= Directions =
Output every entry exactly as written, skipping any pictures.

[Records shown Boundary: Start]

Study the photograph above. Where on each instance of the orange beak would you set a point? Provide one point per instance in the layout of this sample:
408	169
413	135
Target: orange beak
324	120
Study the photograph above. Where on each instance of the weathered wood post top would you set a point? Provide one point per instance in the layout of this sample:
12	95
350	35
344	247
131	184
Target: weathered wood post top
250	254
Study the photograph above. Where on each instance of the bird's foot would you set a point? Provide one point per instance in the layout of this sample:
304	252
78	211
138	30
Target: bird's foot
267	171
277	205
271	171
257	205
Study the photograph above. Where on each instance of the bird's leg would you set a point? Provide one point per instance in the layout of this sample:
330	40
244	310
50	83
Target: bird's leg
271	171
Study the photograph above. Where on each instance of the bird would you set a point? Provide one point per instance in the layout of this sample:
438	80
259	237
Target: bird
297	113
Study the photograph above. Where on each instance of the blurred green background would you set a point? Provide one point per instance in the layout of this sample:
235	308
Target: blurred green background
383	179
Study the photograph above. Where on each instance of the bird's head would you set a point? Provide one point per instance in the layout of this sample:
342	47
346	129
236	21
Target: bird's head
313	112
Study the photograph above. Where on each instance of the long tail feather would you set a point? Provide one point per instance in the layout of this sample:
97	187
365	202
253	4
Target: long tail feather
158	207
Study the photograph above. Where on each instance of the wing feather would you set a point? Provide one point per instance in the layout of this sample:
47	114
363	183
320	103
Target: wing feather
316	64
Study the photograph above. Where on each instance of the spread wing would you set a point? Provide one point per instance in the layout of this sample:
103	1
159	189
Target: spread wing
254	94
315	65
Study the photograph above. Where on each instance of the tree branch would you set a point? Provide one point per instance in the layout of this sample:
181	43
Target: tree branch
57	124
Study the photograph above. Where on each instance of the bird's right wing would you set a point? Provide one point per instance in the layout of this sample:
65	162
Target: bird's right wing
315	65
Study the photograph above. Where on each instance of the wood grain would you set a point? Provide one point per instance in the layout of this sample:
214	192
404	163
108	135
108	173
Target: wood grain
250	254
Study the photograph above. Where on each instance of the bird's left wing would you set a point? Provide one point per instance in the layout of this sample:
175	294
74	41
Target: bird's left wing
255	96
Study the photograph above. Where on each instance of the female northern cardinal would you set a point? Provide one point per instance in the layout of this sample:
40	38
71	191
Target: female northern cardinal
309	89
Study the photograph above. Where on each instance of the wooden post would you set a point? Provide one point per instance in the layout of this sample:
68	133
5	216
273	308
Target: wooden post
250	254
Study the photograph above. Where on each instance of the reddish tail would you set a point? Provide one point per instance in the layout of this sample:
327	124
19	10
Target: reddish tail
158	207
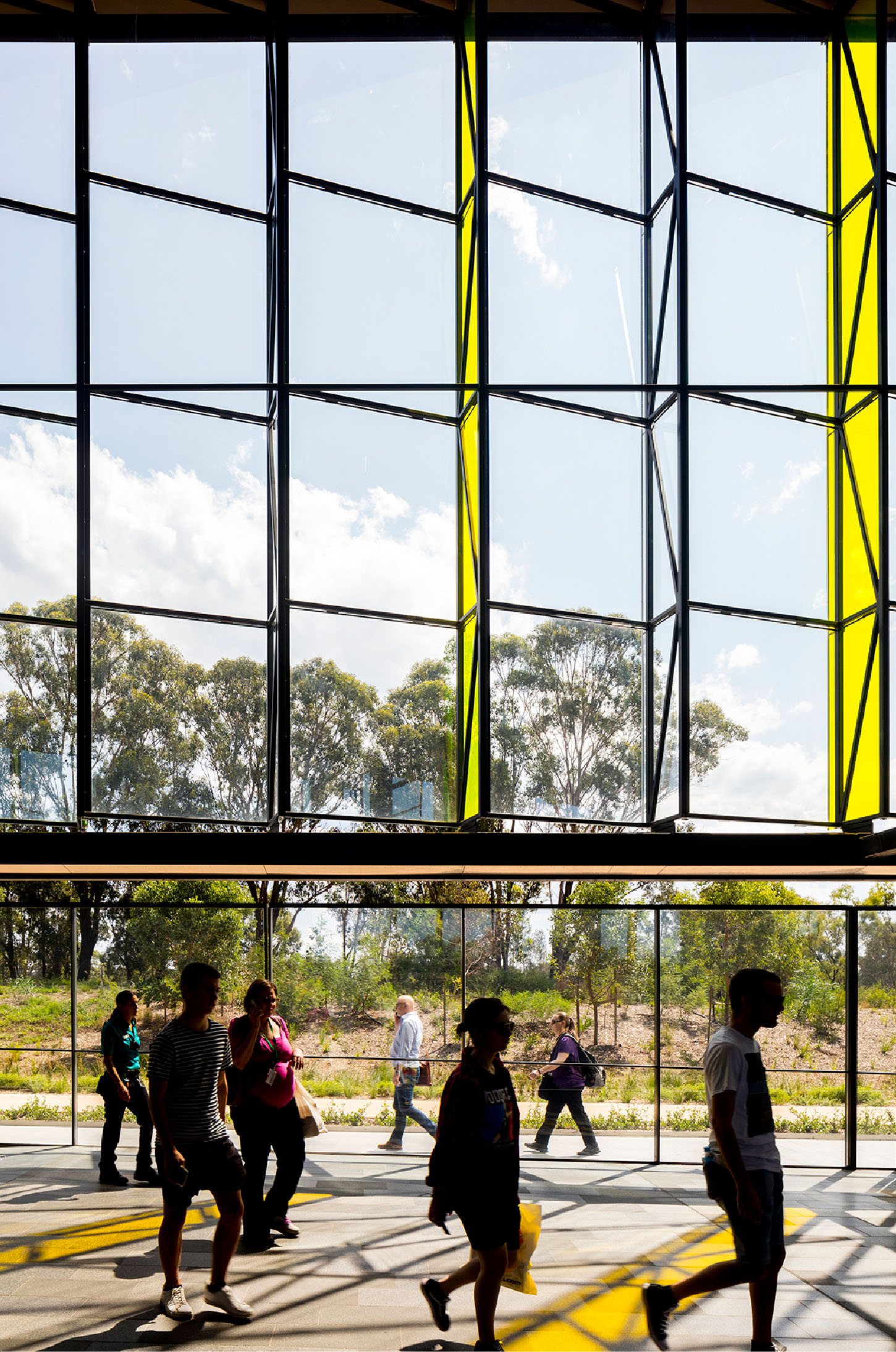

[Records shown Boundary: End]

= Task result =
Study the photograph above. Where on each instance of the orange beak would you set a point? Provide one point per instance in the layout of this sample:
408	169
413	135
Target: orange beak
324	120
Study the photograph above. Where on each instance of the weathered wood post top would you set a point? Provide one point per instance in the layout of this sample:
12	95
350	35
344	247
131	184
Target: weathered wood post top
250	254
Study the photograph above. Where on each instance of the bird's foot would you set a point? Provide one point per instance in the layout of this sample:
304	252
78	211
138	30
Target: bird's foot
267	171
277	205
271	171
257	205
Study the photograph above. Where on each instance of the bird's leg would you set a point? Provide one point per instance in the layout of this sample:
330	40
244	310
50	83
Target: bird's leg
271	171
Study the photograph above. Where on each instance of the bird would you set a point? Provide one point per instance in the layout of this sample:
438	80
259	237
Target: bird
297	113
Study the photograph above. Where on each instance of the blurred green background would you set a point? Provide one point per instance in the layout of this sample:
235	308
Target: blurred green background
383	179
Study the photograph above. Where on each instance of the bird's head would you set a point? Provide one point per instance in the layout of this sample:
342	47
346	129
236	21
Target: bird's head
313	112
Study the photograph above. Where on each instance of the long tail feather would you set a point? Provide one point per instance in the layout of this sample:
97	187
365	202
253	4
Target: long tail feather
158	207
Study the photograph above. Where on each instance of the wing feather would you set a point? Provide one point per instance in the layout of this sample:
47	114
363	183
320	103
Target: wing feather
316	64
Study the photograph above. Where on each instance of the spread wing would you set a point? Provide one point per instance in the layout of this sample:
103	1
159	189
Target: spread wing
254	94
315	65
Study the photograph above. Where on each instance of the tree branch would you set a point? Provide one point per instance in the layout of this sample:
181	43
Target: tree branch
57	124
Study the photograph above. Where on each instance of the bird's right wing would you set a point? Provide one point per instance in the layout of this sample:
65	162
Target: bird's right wing
315	65
Study the photograph above. Where on each instance of the wood grain would you set a point? Provide one point per instance in the layout of this sample:
214	192
404	163
108	135
108	173
Target: wood grain
250	254
Study the photograph above. Where on each instance of the bird's left wing would you set a point? Provide one point per instance in the layout of this sample:
175	294
74	41
Target: bird's left wing
255	96
Study the photograph above. Where on each instance of the female northern cardinal would you set a point? Provide one point per instance in the layout of this sample:
40	38
71	191
Target: female northern cardinal
309	89
Study the photograph above. Where on each instance of the wooden post would you set a point? Provide one point per instance in the layout of this sample:
68	133
5	216
273	308
Target: wooden post
250	254
Study the photograph above. Where on each instance of the reddish tail would you set a point? Provide one point per instance in the layout of this sample:
327	124
19	10
Target: reddish tail
158	207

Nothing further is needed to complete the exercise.